GIVEN PROBLEM:
Repeat verbatim the lines of the data below, beginning with the line containing "Domain: lane-usage study. Target: chopped" and continuing to the end.

Position annotation records
◆ ◆ ◆ ◆ ◆
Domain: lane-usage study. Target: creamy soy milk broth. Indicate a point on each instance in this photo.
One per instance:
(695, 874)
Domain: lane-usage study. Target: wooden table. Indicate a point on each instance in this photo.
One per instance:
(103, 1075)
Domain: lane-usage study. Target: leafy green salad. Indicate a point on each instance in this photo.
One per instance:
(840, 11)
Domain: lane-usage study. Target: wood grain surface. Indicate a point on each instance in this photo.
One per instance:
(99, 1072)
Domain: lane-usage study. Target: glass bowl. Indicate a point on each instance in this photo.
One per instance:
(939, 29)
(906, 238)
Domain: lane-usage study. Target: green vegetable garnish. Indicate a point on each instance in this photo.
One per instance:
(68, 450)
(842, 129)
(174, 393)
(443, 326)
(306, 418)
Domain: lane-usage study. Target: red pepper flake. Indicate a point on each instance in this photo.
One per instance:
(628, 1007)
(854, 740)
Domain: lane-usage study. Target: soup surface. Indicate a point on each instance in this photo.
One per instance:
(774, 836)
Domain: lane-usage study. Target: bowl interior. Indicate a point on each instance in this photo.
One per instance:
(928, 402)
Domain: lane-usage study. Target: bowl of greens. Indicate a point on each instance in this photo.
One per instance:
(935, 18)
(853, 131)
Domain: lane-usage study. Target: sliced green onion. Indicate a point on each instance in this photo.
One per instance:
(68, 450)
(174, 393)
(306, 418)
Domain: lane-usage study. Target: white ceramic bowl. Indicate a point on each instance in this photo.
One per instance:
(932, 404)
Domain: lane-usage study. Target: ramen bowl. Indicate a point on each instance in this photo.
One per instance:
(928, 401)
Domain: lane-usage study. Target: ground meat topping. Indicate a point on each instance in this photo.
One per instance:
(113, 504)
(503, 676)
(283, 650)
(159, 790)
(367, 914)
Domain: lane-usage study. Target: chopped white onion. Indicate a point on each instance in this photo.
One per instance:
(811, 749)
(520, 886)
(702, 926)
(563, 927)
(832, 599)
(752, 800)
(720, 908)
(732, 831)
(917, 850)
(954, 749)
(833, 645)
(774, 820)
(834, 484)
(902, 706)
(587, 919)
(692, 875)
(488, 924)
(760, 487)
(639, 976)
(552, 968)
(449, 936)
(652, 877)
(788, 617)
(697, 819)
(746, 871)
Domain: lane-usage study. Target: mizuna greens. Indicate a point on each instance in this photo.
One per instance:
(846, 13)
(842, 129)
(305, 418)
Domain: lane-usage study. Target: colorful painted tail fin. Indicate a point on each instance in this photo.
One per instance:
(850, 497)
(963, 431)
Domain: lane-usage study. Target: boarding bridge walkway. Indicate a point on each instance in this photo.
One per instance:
◆ ◆ ◆ ◆ ◆
EXERCISE SOLUTION:
Domain: lane-usage study. Target: chopped white onion. Indicate a point on each instance in this photo.
One per instance:
(811, 749)
(520, 886)
(702, 926)
(563, 927)
(832, 599)
(752, 800)
(720, 908)
(732, 831)
(917, 850)
(954, 749)
(833, 645)
(774, 820)
(834, 484)
(902, 706)
(587, 919)
(692, 875)
(488, 924)
(760, 487)
(639, 976)
(552, 968)
(449, 936)
(652, 877)
(788, 617)
(697, 819)
(746, 871)
Domain: lane-usage study. Target: mizuna greens. Indicate a point on each instance in this photo.
One per instance:
(846, 13)
(842, 129)
(305, 418)
Domain: lane-usage study. Target: colorful painted tail fin. Indicate a point on each instance in this photo.
One per instance:
(850, 497)
(963, 431)
Domain: lane-usage study. Target: boarding bridge walkway. Indicate a point on each instance in this photo.
One per instance:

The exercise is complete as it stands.